Task requirements -> Reproduce every line of the data below, word for word, from start to finish.

** Start Material to process **

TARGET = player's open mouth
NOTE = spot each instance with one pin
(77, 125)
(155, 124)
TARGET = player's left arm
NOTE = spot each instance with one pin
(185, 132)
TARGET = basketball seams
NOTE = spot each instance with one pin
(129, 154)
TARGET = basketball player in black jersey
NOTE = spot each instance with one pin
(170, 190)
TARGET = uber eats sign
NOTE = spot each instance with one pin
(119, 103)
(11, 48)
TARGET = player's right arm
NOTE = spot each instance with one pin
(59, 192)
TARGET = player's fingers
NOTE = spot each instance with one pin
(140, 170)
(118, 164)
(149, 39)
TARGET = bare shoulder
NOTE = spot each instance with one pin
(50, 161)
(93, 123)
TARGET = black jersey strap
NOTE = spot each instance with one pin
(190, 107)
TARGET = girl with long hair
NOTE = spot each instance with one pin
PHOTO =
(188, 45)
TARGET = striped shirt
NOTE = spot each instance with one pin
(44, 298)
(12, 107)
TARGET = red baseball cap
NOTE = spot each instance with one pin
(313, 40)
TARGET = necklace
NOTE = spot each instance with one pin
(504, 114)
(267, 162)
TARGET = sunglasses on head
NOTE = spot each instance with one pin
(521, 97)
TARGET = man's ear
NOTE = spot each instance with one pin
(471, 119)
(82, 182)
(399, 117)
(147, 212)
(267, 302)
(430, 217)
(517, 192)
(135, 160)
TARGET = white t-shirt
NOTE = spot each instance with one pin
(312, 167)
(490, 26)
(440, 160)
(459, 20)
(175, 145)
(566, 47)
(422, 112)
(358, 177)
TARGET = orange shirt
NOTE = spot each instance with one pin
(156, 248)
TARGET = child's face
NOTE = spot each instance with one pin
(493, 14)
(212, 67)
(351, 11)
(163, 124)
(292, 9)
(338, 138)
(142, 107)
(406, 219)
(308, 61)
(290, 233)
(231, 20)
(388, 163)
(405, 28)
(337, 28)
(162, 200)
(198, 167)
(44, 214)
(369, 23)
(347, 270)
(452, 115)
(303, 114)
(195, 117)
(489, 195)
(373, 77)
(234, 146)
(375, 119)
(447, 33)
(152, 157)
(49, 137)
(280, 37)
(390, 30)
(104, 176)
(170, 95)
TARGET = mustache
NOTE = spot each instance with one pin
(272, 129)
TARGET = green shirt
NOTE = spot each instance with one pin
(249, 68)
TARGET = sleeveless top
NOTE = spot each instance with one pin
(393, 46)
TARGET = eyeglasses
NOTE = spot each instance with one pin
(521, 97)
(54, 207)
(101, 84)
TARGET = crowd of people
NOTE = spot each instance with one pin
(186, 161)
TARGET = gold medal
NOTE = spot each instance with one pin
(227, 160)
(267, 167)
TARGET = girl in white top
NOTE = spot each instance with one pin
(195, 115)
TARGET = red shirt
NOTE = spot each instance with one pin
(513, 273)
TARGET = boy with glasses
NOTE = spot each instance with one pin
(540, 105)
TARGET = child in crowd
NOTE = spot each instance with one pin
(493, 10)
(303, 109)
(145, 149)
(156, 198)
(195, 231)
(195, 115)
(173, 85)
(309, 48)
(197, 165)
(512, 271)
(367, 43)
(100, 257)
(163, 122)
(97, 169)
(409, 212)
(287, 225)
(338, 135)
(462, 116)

** End Material to process **

Full answer ->
TARGET = player's open mouth
NOTE = spot each instance with one pin
(77, 125)
(155, 124)
TARGET = player's left arm
NOTE = spot each instance with one pin
(185, 132)
TARGET = basketball seams
NOTE = spot each instance with one pin
(129, 154)
TARGET = basketball player in black jersey
NOTE = spot each instance with one pin
(170, 190)
TARGET = uber eats sign
NOTE = spot each instance with one pin
(119, 103)
(11, 48)
TARGET = player's right arm
NOTE = spot each instance with one pin
(59, 192)
TARGET = player's fingers
NOTE = spot each instance with one pin
(140, 170)
(118, 164)
(149, 39)
TARGET = bare shoulder
NOTE = spot each instance with one pin
(50, 161)
(93, 123)
TARGET = black jersey strap
NOTE = spot each instance with one pin
(190, 107)
TARGET = girl with long hair
NOTE = spot each instance with one pin
PHOTO =
(188, 45)
TARGET = striped shirt
NOTE = spot each instance with one pin
(44, 298)
(12, 107)
TARGET = red baseball cap
NOTE = spot each instance with one pin
(313, 40)
TARGET = necklace
NOTE = spot each instance with one pin
(504, 114)
(267, 162)
TARGET = sunglasses on head
NOTE = spot each instance with one pin
(521, 97)
TARGET = man's ear
NOTE = spot each instance with one pin
(471, 119)
(82, 182)
(399, 117)
(147, 212)
(267, 302)
(430, 217)
(517, 192)
(135, 160)
TARGET = white t-shirt
NOTE = spot each instance with one pin
(312, 167)
(490, 26)
(440, 160)
(459, 20)
(175, 145)
(566, 47)
(422, 112)
(358, 177)
TARGET = orange shirt
NOTE = spot each instance with one pin
(156, 248)
TARGET = child's face
NOTE = spot each instance with one pin
(493, 14)
(212, 67)
(351, 11)
(163, 124)
(292, 9)
(338, 138)
(142, 107)
(406, 219)
(308, 61)
(290, 233)
(231, 20)
(388, 163)
(405, 28)
(337, 28)
(162, 200)
(198, 167)
(44, 214)
(369, 23)
(347, 270)
(452, 115)
(303, 114)
(195, 117)
(489, 195)
(373, 77)
(234, 146)
(375, 119)
(447, 33)
(152, 157)
(49, 137)
(280, 37)
(390, 30)
(104, 176)
(170, 95)
TARGET = mustache
NOTE = spot each instance with one pin
(272, 129)
TARGET = green shirt
NOTE = spot each instance with one pin
(249, 68)
TARGET = sleeveless top
NOTE = spot each instance with one pin
(393, 46)
TARGET = eyeglasses
NOTE = spot each instance with one pin
(521, 97)
(54, 207)
(101, 84)
TARGET = crowd of people
NOTE = spot each instance with one pin
(186, 161)
TARGET = gold medal
NOTE = spot each instance with one pin
(227, 160)
(267, 167)
TARGET = girl in white top
NOTE = spot each instance with one pin
(195, 115)
TARGET = red shirt
NOTE = spot each instance with one pin
(513, 273)
TARGET = boy with glasses
NOTE = spot each instance with one pin
(540, 105)
TARGET = child in crowd
NOTE = spot each instance with one pin
(493, 10)
(303, 109)
(145, 149)
(156, 198)
(195, 231)
(195, 115)
(173, 85)
(309, 48)
(197, 165)
(512, 271)
(367, 43)
(100, 257)
(163, 122)
(97, 169)
(409, 212)
(287, 225)
(338, 135)
(462, 116)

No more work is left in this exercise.